Input for this task

====================

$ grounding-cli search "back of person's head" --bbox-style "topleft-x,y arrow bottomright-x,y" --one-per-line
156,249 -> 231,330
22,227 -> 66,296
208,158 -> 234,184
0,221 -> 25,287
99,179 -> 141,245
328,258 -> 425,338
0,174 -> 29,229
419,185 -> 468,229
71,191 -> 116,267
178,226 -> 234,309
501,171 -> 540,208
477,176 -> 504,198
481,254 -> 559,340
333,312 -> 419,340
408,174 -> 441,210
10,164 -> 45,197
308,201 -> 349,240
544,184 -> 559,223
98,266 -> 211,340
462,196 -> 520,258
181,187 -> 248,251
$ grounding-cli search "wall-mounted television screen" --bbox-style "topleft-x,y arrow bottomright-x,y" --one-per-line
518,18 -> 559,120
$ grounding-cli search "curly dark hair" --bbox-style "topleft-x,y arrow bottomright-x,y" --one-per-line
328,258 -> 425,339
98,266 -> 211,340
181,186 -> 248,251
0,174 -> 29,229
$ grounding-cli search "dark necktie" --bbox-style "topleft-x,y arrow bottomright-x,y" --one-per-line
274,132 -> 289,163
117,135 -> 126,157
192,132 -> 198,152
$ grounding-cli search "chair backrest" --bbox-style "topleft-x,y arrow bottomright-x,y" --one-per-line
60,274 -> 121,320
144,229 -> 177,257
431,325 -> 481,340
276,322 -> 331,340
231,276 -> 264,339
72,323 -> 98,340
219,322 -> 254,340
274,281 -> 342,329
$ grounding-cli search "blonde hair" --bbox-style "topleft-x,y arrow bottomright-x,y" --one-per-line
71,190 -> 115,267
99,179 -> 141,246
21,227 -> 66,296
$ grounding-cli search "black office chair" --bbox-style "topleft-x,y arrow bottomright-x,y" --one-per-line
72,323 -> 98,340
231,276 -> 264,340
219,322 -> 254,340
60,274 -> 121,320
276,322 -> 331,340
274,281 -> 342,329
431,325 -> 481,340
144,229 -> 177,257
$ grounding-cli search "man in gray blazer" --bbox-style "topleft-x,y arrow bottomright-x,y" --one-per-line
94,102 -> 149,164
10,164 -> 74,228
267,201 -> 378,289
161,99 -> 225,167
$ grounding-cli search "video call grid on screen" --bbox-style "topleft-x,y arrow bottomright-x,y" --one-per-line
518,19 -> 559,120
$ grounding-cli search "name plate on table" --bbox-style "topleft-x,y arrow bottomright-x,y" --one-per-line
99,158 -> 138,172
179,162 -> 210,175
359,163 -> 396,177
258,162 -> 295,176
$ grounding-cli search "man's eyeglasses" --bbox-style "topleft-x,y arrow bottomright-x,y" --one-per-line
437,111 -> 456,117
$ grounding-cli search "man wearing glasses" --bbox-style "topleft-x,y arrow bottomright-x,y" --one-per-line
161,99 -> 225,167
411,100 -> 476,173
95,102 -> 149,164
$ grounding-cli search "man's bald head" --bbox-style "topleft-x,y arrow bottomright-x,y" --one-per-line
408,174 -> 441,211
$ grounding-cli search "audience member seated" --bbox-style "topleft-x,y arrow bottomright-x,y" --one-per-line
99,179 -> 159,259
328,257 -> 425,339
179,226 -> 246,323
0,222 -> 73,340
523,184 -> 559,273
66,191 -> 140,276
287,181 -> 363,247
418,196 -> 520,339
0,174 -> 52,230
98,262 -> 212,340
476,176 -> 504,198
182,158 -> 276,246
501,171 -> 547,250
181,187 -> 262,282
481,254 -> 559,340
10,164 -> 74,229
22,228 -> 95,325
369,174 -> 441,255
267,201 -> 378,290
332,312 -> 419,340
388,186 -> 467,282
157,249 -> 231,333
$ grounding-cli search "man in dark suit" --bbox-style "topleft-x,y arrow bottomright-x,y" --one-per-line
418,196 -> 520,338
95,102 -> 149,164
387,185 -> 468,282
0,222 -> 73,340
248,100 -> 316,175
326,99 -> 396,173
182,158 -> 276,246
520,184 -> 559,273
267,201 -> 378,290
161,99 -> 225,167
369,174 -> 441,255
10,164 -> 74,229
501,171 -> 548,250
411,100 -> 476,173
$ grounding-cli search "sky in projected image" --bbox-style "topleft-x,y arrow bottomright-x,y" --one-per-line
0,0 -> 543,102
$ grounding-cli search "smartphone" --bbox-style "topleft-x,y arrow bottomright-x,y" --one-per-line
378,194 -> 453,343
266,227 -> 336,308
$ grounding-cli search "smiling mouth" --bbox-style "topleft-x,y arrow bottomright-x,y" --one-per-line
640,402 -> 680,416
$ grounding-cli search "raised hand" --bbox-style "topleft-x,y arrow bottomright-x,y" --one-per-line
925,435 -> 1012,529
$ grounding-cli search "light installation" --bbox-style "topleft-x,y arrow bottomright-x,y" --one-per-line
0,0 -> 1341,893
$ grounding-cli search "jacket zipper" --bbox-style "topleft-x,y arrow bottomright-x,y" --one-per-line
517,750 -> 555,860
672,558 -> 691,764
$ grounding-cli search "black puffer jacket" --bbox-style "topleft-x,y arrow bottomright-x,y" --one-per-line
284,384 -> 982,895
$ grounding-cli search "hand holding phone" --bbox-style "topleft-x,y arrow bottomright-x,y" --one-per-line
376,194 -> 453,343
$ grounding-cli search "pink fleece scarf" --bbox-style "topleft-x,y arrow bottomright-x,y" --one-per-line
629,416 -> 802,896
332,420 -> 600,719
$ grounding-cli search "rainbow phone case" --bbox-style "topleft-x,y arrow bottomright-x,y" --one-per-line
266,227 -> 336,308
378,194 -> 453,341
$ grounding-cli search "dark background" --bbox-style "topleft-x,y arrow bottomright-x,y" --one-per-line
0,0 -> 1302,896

====================

Objective
Turn the lines from the first one through the line containing "258,162 -> 295,176" into a Markdown table with the columns No. and Text, where each row holds a running number and one line. Leave out any blank lines.

The output
| No. | Text |
|---|---|
| 1 | $ grounding-cli search "back of person's head" --bbox-style "topleft-x,y arrow bottomright-x,y" --one-per-line |
| 2 | 156,249 -> 231,330 |
| 3 | 22,227 -> 66,296 |
| 4 | 208,158 -> 234,184 |
| 5 | 0,221 -> 25,287 |
| 6 | 99,179 -> 141,245 |
| 7 | 328,258 -> 425,338 |
| 8 | 0,174 -> 29,229 |
| 9 | 419,185 -> 468,229 |
| 10 | 71,191 -> 116,267 |
| 11 | 178,226 -> 234,309 |
| 12 | 501,171 -> 540,208 |
| 13 | 477,176 -> 504,198 |
| 14 | 481,254 -> 559,340 |
| 15 | 333,312 -> 419,340 |
| 16 | 408,174 -> 441,210 |
| 17 | 10,164 -> 45,197 |
| 18 | 308,201 -> 349,240 |
| 19 | 544,184 -> 559,223 |
| 20 | 98,266 -> 211,340 |
| 21 | 462,196 -> 520,258 |
| 22 | 181,187 -> 248,251 |
| 23 | $ grounding-cli search "wall-mounted television screen" --bbox-style "topleft-x,y arrow bottomright-x,y" --one-per-line |
| 24 | 518,18 -> 559,120 |
| 25 | $ grounding-cli search "curly dark hair" --bbox-style "topleft-x,y arrow bottomright-x,y" --one-per-line |
| 26 | 328,258 -> 425,339 |
| 27 | 98,266 -> 211,340 |
| 28 | 181,186 -> 248,251 |
| 29 | 0,174 -> 29,229 |
| 30 | $ grounding-cli search "dark necktie" --bbox-style "topleft-x,y arrow bottomright-x,y" --one-per-line |
| 31 | 274,132 -> 289,163 |
| 32 | 117,135 -> 126,157 |
| 33 | 192,132 -> 198,152 |
| 34 | $ grounding-cli search "chair backrest" --bbox-style "topleft-x,y arrow bottomright-x,y" --one-per-line |
| 35 | 60,274 -> 121,320 |
| 36 | 144,229 -> 177,257 |
| 37 | 431,325 -> 481,340 |
| 38 | 276,322 -> 331,340 |
| 39 | 231,276 -> 264,339 |
| 40 | 72,323 -> 98,340 |
| 41 | 219,322 -> 254,340 |
| 42 | 274,281 -> 342,329 |
| 43 | $ grounding-cli search "blonde hair" --bbox-style "topleft-x,y arrow bottomright-x,y" --one-per-line |
| 44 | 71,190 -> 115,267 |
| 45 | 99,179 -> 141,246 |
| 46 | 21,227 -> 66,296 |
| 47 | $ grounding-cli search "black office chair" --bbox-style "topleft-x,y arrow bottomright-x,y" --one-per-line |
| 48 | 72,323 -> 98,340 |
| 49 | 231,276 -> 264,340 |
| 50 | 219,322 -> 254,340 |
| 51 | 60,274 -> 121,320 |
| 52 | 276,322 -> 331,340 |
| 53 | 274,281 -> 342,329 |
| 54 | 431,325 -> 481,340 |
| 55 | 144,229 -> 177,257 |
| 56 | $ grounding-cli search "man in gray blazer" --bbox-style "topleft-x,y arrow bottomright-x,y" --one-per-line |
| 57 | 94,102 -> 149,164 |
| 58 | 10,164 -> 74,228 |
| 59 | 267,201 -> 378,289 |
| 60 | 161,99 -> 225,167 |
| 61 | $ grounding-cli search "video call grid on screen" --bbox-style "topleft-x,y arrow bottomright-x,y" --one-per-line |
| 62 | 518,19 -> 559,120 |
| 63 | $ grounding-cli search "name plate on table" --bbox-style "topleft-x,y arrow bottomright-x,y" --one-per-line |
| 64 | 99,158 -> 138,172 |
| 65 | 179,162 -> 210,175 |
| 66 | 359,163 -> 396,177 |
| 67 | 258,162 -> 295,176 |